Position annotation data
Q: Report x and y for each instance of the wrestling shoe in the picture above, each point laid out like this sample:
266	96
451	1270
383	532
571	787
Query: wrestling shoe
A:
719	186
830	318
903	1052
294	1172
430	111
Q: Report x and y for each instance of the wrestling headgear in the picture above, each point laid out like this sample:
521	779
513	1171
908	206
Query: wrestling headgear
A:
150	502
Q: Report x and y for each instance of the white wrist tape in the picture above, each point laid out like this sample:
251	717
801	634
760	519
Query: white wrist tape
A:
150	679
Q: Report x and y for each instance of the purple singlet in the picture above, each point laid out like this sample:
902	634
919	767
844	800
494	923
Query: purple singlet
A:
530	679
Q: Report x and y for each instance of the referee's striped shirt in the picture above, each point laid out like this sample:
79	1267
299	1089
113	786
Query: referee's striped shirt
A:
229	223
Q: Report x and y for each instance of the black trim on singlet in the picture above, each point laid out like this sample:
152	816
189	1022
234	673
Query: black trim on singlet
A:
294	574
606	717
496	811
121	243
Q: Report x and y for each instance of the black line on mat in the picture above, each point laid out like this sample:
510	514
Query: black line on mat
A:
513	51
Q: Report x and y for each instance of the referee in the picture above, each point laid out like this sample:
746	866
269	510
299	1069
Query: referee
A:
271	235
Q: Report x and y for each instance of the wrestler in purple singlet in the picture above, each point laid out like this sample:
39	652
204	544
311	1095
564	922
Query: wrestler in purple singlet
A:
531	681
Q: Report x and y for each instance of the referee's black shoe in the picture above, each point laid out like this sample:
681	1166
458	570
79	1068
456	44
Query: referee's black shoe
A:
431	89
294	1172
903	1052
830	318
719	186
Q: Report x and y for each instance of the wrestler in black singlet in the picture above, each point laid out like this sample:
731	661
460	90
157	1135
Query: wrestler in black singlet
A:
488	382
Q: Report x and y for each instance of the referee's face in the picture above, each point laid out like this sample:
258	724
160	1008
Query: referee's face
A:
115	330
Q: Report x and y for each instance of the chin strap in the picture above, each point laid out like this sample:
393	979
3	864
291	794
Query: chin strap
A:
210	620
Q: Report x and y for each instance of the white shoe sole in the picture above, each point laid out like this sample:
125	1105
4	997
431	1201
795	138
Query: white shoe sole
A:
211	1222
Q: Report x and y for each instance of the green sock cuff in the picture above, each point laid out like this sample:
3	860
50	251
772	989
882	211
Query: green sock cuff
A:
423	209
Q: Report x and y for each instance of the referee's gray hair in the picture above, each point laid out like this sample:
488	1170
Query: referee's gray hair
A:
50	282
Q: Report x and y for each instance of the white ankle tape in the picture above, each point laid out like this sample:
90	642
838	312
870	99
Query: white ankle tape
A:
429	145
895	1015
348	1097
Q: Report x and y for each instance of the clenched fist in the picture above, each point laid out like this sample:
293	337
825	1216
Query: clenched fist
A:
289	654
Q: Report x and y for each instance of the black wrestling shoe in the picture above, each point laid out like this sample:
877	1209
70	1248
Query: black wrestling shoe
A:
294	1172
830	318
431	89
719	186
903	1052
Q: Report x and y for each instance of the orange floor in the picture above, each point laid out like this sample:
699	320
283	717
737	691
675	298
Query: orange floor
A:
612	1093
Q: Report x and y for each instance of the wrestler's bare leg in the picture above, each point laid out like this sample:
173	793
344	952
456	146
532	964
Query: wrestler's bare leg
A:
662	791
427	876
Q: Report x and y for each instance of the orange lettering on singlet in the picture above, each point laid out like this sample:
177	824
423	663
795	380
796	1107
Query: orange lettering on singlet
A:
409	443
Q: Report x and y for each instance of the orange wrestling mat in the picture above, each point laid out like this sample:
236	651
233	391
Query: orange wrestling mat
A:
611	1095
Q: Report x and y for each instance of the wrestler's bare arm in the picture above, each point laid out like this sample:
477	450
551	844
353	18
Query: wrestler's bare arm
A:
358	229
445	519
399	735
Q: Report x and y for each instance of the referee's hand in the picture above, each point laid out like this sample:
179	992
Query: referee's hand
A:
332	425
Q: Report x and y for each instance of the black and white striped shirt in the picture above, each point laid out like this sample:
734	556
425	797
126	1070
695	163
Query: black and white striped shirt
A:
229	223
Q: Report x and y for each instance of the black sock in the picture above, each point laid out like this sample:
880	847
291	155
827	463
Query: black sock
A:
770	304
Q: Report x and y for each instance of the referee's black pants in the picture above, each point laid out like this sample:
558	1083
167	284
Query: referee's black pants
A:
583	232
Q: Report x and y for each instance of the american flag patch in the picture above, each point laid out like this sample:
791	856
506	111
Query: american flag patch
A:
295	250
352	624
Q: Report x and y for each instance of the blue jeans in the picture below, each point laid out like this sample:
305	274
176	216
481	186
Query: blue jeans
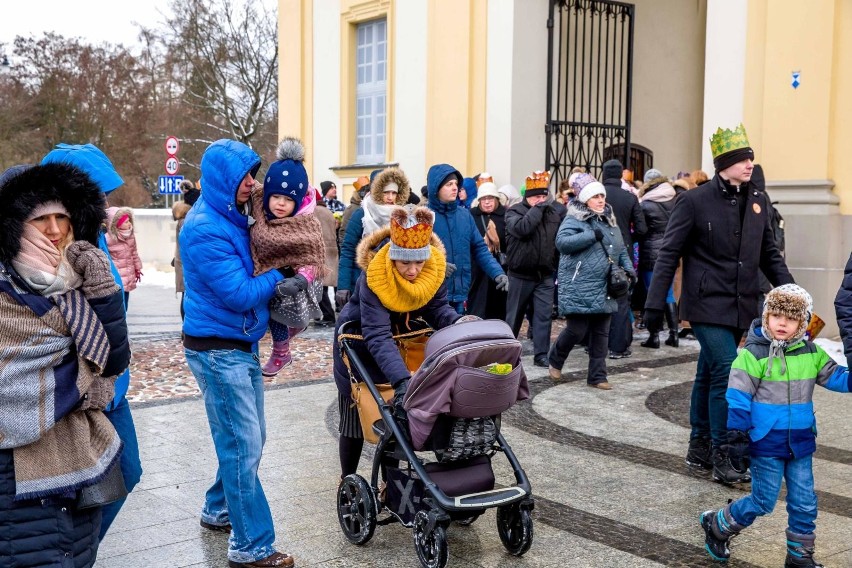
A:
766	476
232	386
131	467
708	412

*PROBLEM TO SOLVE*. Reproduce all of the data above word for word, leaving out the pictures.

*WORKED ANSWER*.
Q: Report x and y for each instance of the wrestling shoe in the picture above, each point laid out like this sample:
266	96
451	1270
383	532
571	787
Query: wrestling shoe
A:
719	186
830	318
903	1052
294	1172
430	111
Q: Report x and y for each instance of the wrestling headgear in the picture above, each point laid out like this sample:
521	779
513	1171
908	206
Query: wrestling headgear
A:
150	502
Q: Report x and y for each instance of the white wrist tape in the picture above, each point laid out like this sample:
251	717
801	634
760	519
Query: white wrist tape
A:
150	679
Q: Report x and y for each instance of the purple singlet in the picture above, each point laid out like this sample:
902	634
919	767
844	800
494	923
Query: purple singlet
A:
530	679
Q: Report x and y for each instance of the referee's striped shirt in the picture above, each point laid out like this sample:
79	1267
299	1089
113	786
Query: referee's striped shirt
A:
229	223
Q: Report x and y for each instance of the black trim on singlet in the picture above, each point laid out like this sample:
152	816
189	1022
234	673
Query: black trim on singlet
A:
294	574
606	717
496	811
121	243
Q: Report x and y for each instance of the black line on mat in the picture above, each point laid out like this sample:
510	514
Query: black line on mat
A:
513	51
Q: Report x and y for each instance of the referee in the picture above, each point laid out like this sample:
746	866
269	510
299	1069
Query: referee
A:
271	235
Q: Report x and y for each instance of the wrestler in purple singlet in the picture above, each point laid out like this sample:
39	652
204	544
311	1095
564	922
Query: wrestler in purple singlet
A:
531	681
Q: Report x and y for each instance of the referee's black shoe in the picture above, each point laid out like this sample:
681	1166
458	570
79	1068
456	44
Query: referee's black shoe
A:
431	89
294	1172
903	1052
830	318
719	186
Q: Report x and y for each instance of the wrestler in black singlet in the picture above, each point laid out like this sample:
731	661
460	90
157	1135
Query: wrestler in black singlet
A:
488	382
Q: Report x and y for each instance of the referee's face in the picture above, each point laid out like this sample:
258	724
160	1008
Query: referee's face
A:
115	330
Q: Report x and y for each instance of the chin strap in the picture above, each point laid out like this sample:
393	979
3	864
291	794
Query: chin strap
A:
210	620
Q: Report x and y for each instance of the white shoe sole in the picture above, each point laid out like this sample:
125	1105
4	997
431	1201
795	138
Query: white shoe sole
A:
211	1222
Q: Report x and y for each instance of the green sock cuff in the picture above, each point laid out like this sample:
3	860
50	251
772	989
882	211
Query: green sock cuff
A:
423	209
Q: Report x and y for each instance of the referee's gray hair in the picture above, each point laid out like this sample:
488	1170
Query: referee's gray hair
A:
50	282
Q: Report x and y for each instance of the white ankle tape in the picture above, each point laid out like this sample:
90	642
838	312
870	99
Query: white ankle tape
A:
429	145
895	1015
348	1097
Q: Report x and y for each instance of the clenched fist in the picture above, each point laid out like this sample:
293	337
825	1216
Query: clenched fist
A:
289	654
Q: Report x and y for each instance of the black wrestling shoe in the picture above, each point laid out like this sample:
877	1209
70	1248
Query: black wrestling shoe
A:
294	1172
830	318
431	89
719	186
903	1052
Q: Report x and y for each instance of the orange floor in the picture above, each point laid out like this sample:
699	320
283	717
737	691
675	298
Query: orange floor
A:
612	1093
Q: Report x and y for each instance of the wrestler's bare leg in the picture above, each point laid out like this sample:
173	793
344	952
456	146
532	964
Query: wrestler's bare leg
A:
662	791
427	876
Q: Report x and y for each instance of the orange lettering on singlet in the picture above, each point laid out like this sample:
177	824
423	663
795	380
796	1107
Query: orange lettering on singlet
A:
409	443
Q: Report x and y for each instance of the orange wrestling mat in the picture above, each point laid out like this sample:
236	651
233	391
Query: orange wrestling mat
A:
611	1095
Q: Report x and y for each instance of the wrestler's bare arm in the picture above, each point laid out like this sample:
477	450
551	844
353	18
Query: wrestler's bare arm
A:
358	229
445	519
399	735
Q: Report x and y for each instance of the referee's hand in the picture above, each point laid out like this sample:
179	992
Query: referee's hand
A:
332	425
Q: Report x and y for each instance of the black and white striped shirt in the picture above, each point laid out like this sample:
734	556
425	797
126	1070
695	163
Query: black and white striped shirt
A:
229	223
Q: Report x and y for each instance of the black sock in the picture above, each point laid out like this sample:
880	847
291	155
827	463
Query: black sock
A:
770	304
Q: Report x and y for each instance of the referee's black pants in the picture above, each point laid out like this sample:
558	1083
167	284
Query: referee's black pants
A:
583	232
Q: Report x and y for each instance of the american flag patch in the picture above, each point laid out like this sample:
791	856
506	111
Query: american flag patch
A:
295	250
352	624
Q: Report x and y for each instance of the blue jeans in the picture below, each point laid out like this sample:
305	274
176	216
481	186
Query: blue jeans
A:
766	476
232	386
131	467
708	412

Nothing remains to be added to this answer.